* The request *
Reproduce every line of the items below in full, but omit the pictures. Add 118 to each x and y coordinate value.

* start *

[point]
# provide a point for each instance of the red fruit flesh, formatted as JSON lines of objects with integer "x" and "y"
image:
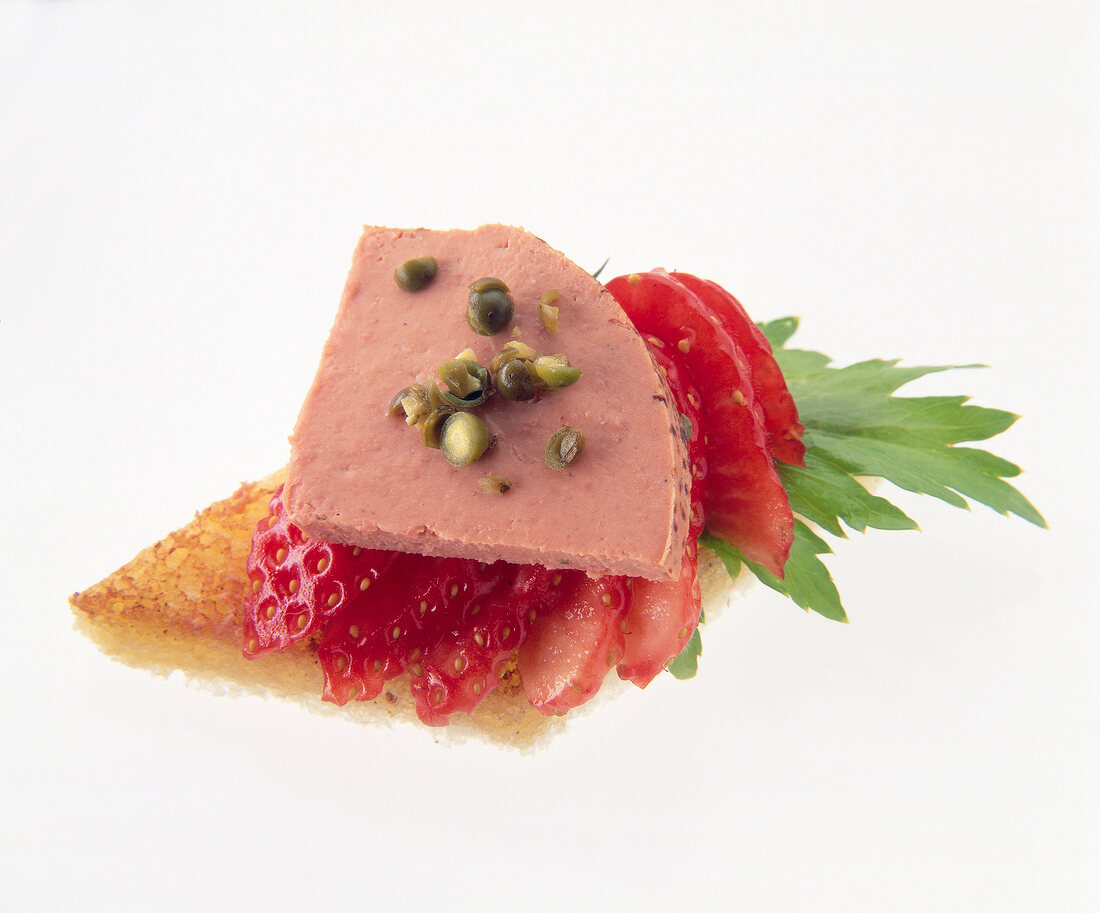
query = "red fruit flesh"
{"x": 780, "y": 414}
{"x": 570, "y": 650}
{"x": 746, "y": 504}
{"x": 298, "y": 583}
{"x": 450, "y": 623}
{"x": 666, "y": 614}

* end *

* Complete answer *
[point]
# provide a point for each instance of the red fruit flesh, formatted as JSON lines of objects with integer "x" and "y"
image:
query = "red fruit flesh"
{"x": 898, "y": 532}
{"x": 688, "y": 768}
{"x": 864, "y": 622}
{"x": 416, "y": 701}
{"x": 568, "y": 741}
{"x": 784, "y": 732}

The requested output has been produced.